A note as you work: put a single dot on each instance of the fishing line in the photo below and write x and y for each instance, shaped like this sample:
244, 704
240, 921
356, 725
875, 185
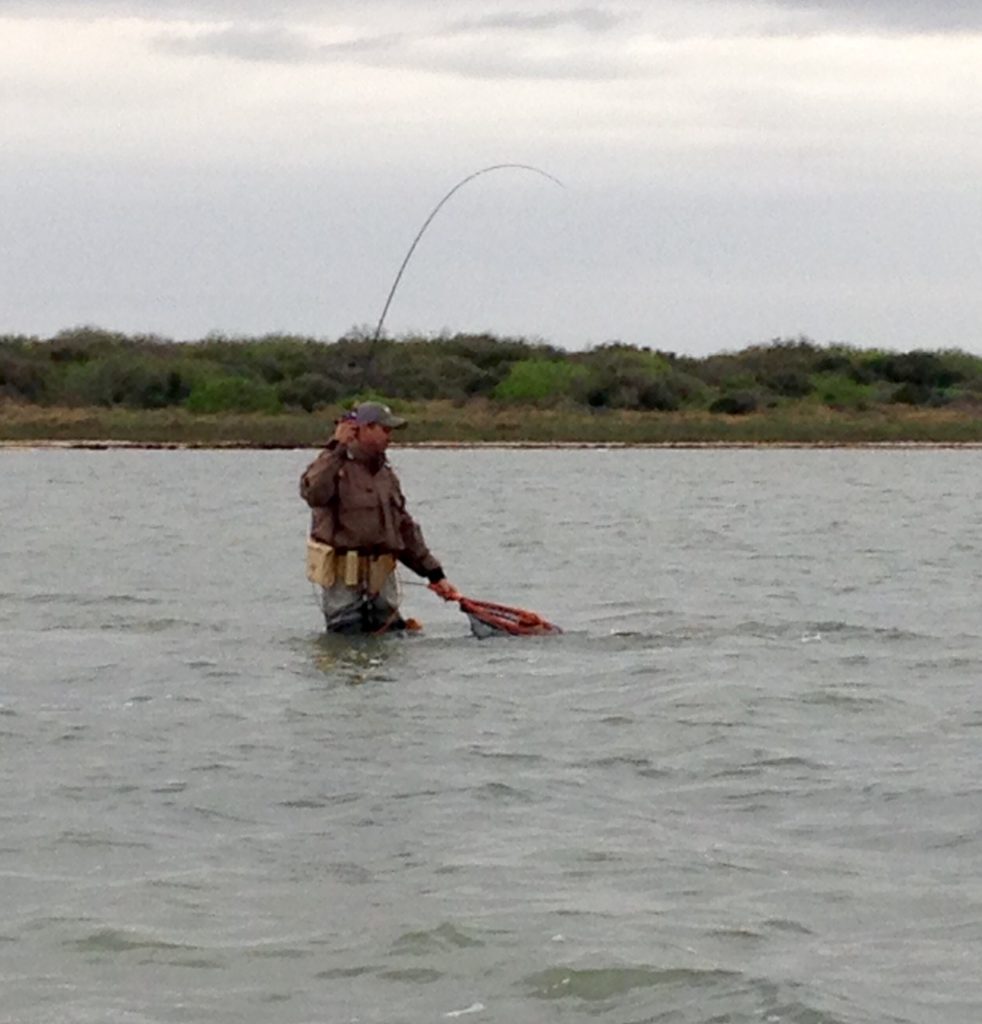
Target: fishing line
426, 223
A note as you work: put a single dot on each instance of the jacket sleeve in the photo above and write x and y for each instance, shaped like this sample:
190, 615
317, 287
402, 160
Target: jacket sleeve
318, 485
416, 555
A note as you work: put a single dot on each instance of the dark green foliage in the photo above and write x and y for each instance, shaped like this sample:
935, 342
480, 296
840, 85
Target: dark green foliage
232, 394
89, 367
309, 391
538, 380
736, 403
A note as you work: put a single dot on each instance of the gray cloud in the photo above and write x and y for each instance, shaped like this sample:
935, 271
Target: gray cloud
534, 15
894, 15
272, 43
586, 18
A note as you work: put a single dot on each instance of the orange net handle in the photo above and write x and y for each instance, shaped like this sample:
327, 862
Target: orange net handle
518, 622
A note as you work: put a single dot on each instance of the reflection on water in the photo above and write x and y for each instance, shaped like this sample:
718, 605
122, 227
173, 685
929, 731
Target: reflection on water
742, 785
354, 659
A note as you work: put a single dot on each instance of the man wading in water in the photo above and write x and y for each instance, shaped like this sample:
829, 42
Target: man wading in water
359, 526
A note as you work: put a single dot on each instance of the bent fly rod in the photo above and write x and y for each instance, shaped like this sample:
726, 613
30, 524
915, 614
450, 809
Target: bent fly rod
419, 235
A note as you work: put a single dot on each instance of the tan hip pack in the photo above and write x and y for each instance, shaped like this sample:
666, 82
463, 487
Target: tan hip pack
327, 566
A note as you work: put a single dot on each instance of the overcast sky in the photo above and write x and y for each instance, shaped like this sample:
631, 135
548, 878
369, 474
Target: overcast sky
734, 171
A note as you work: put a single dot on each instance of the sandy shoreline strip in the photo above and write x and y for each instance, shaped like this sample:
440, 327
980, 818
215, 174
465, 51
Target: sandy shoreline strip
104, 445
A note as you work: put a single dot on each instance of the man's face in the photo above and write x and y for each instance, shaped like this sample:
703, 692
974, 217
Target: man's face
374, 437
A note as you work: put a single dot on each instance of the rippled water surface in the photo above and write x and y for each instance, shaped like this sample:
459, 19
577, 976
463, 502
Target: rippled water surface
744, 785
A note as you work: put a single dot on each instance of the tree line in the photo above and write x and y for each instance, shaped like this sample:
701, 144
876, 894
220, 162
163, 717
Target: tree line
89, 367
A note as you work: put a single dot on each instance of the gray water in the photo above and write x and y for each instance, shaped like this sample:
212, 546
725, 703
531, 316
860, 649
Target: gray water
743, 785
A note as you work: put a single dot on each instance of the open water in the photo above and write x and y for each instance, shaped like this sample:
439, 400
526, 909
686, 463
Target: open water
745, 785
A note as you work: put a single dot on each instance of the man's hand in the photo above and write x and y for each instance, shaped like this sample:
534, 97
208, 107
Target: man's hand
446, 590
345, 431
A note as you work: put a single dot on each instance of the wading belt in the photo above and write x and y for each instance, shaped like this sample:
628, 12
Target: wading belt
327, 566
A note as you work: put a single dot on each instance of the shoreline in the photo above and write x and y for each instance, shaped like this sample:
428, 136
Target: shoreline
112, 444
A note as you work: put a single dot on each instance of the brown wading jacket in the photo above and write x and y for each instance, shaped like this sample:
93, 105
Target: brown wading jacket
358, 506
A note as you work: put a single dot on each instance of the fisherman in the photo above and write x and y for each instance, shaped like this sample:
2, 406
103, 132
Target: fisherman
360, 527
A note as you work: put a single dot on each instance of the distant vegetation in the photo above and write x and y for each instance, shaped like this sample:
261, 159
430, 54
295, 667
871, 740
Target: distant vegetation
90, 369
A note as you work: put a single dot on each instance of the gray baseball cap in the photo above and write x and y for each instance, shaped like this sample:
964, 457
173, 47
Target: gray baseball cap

:::

Directions for this task:
For every line in the data above that holds "baseball", return the line itself.

Response box:
A note as you work: put a single dot on each instance of the gray baseball cap in the photo above and write x and y for each instance, shaped like this sample:
Target: gray baseball cap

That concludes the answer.